WHAT YOU HAVE TO DO:
Retype exactly the lines that run from the line with "stack of green" to the final line of the entries, keeping both ends and nothing else.

Excerpts of location labeling data:
════════

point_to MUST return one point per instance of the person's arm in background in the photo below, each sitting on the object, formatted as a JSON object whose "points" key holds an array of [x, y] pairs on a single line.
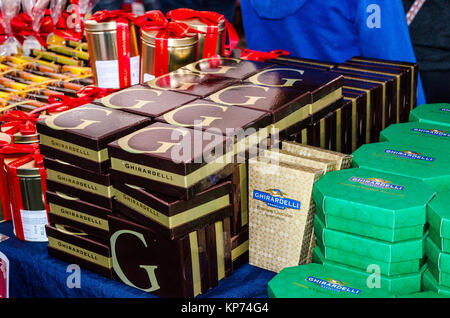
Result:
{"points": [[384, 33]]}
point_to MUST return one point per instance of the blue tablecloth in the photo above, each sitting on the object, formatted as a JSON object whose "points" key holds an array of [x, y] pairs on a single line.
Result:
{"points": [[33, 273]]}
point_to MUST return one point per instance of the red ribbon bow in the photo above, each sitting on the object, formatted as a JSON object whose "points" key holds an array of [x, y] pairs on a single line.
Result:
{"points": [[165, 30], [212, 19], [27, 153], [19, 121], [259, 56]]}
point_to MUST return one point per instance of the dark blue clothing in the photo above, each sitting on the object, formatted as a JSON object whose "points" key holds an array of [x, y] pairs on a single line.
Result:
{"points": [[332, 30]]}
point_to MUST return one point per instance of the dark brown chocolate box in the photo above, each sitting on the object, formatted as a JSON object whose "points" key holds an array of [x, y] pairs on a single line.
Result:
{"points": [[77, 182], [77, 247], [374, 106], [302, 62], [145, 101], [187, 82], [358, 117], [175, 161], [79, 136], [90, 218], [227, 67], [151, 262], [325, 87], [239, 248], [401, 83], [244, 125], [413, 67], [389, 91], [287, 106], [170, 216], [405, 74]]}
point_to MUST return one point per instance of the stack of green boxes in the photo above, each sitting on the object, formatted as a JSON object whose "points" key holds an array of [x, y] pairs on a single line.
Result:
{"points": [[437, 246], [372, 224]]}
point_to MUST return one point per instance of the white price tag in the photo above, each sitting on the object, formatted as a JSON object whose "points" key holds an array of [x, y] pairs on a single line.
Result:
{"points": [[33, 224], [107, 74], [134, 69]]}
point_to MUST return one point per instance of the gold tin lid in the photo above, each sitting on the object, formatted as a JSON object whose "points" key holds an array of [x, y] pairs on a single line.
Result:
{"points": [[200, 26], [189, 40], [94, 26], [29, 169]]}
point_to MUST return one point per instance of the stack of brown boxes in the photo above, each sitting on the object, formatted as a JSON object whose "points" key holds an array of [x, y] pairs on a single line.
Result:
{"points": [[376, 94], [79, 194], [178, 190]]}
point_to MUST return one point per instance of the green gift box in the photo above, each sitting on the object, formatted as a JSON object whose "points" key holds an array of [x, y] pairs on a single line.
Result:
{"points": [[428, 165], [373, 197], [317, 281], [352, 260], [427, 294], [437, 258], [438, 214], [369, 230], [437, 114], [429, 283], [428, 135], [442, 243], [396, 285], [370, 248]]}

════════

FULL ANSWER:
point_to MUST return one point per instance of the stack of green boxes in the photo above, each sitting on the object, formatted as a JSON object whose "points" key holds an array of [x, y] pairs on a single line.
Result:
{"points": [[437, 246], [372, 224]]}
point_to MUST return one point per instance of the white price tag in the photo above, each sitting on the object, formatted as a JSON object whose "points" key holds an array of [x, y] pairs on a single line.
Result:
{"points": [[33, 224], [107, 74], [134, 69]]}
point_to MUST return one point per instance of the gold tin lid in the photo above, each sitting on the object, formatted as a JSON object whose "points" key holds an array of [x, y] pairs on a single line.
Result:
{"points": [[200, 26], [189, 40], [94, 26], [29, 169]]}
point_to MUST return one point per instance of the stack of brown boxes in the photo above, each sitting on the object, formatted as a JSON object whose "points" key holds an array of [x, y] pairs on a single line.
Result:
{"points": [[376, 94], [79, 194], [178, 190]]}
point_to MUST return one point per instance of the green gift box in the photo above, each sitting on the object, formatted as a JSON object whose "points" key holds an array of [x, y] pairs on a single line.
Result:
{"points": [[428, 165], [373, 197], [317, 281], [352, 260], [427, 294], [437, 258], [438, 214], [369, 230], [437, 114], [429, 283], [428, 135], [442, 243], [396, 285], [370, 248]]}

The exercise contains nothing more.